▶ **Fragment dokumentu**
□ □ □ □ □

Wszystko jest komisyjnie niszczone

Po kilku dniach, udaje się wreszcie dotrzeć do kogoś, kto jest w stanie rozwiać wszelkie niejasności. – Żeby uniknąć tego typu sytuacji, w których cokolwiek się komukolwiek zabiera, należy przede wszystkim przestrzegać przepisów. Jeśli już ma się w bagażu podręcznym coś, co się w nim nie powinno znajdować, wtedy rzeczywiście albo trzeba to wyrzucić, albo komuś oddać. To, co jest wyrzucane trafia do specjalnych pojemników. Nikt nie ma do nich dostępu. Kiedy są już pełne, są zabezpieczane, po czym wszystkie znajdujące się w nich przedmioty są niszczone – podkreśla Wacław Toczek, dyrektor d/s bezpieczeństwa lotniska w Gdańsku. – Wszystkie rzeczy są komisyjnie wybierane, pakowane i wywożone na wysypisko. Tam są zgniatane 20-tonową prasą i złomowane. Niczego się nie oddziela i nie segreguje. Do zniszczenia idzie wszystko. Procedura jest jasna i prosta. W żadnym wypadku przedmioty te nie są ani sprzedawane, ani licytowane. Wszystko jest najzwyczajniej w świecie niszczone – dodaje. Okazuje się też przy okazji, że władze lotniska w Gdańsku brały swego czasu pod uwagę możliwość segregowania i przechowywania odebranych pasażerom przedmiotów. Skończyło się jednak na planach, ponieważ wymagałoby to zatrudnienia kolejnych pracowników lotniska i ciągłego opisywania każdego przedmiotu z osobna. Zbędna biurokracja zdecydowała inaczej. – Koszty takiej operacji musiałyby być w czymś ujęte. Wrzucić ich w cenę biletu nie można, bo przecież większość pasażerów dostosowuje się do przepisów – zaznacza Wacław Toczek.

□ □ □ □ □

(Rekordy)

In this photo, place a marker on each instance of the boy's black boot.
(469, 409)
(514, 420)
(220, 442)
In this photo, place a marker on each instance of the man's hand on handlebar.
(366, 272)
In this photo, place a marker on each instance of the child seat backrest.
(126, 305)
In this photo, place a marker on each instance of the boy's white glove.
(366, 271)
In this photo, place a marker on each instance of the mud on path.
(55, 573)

□ □ □ □ □

▶ **Zadanie**
Na podstawie fragmentu dokumentu proszę odpowiedzieć na poniższe pytania:
(a) Jakie stanowisko zajmuje Wacław Toczek?
(b) Czym zgniata się przedmioty po ich wywiezieniu na wysypisko?
(c) Co wymagałoby segregowanie i przechowywanie odebranych pasażerom przedmiotów?

▶ **Rozwiązanie zadania**
(a) Jest dyrektorem d/s bezpieczeństwa lotniska w Gdańsku.
(b) Zgniata się je 20-tonową prasą.
(c) Wymagałoby zatrudnienia kolejnych pracowników lotniska i ciągłego opisywania każdego przedmiotu z osobna.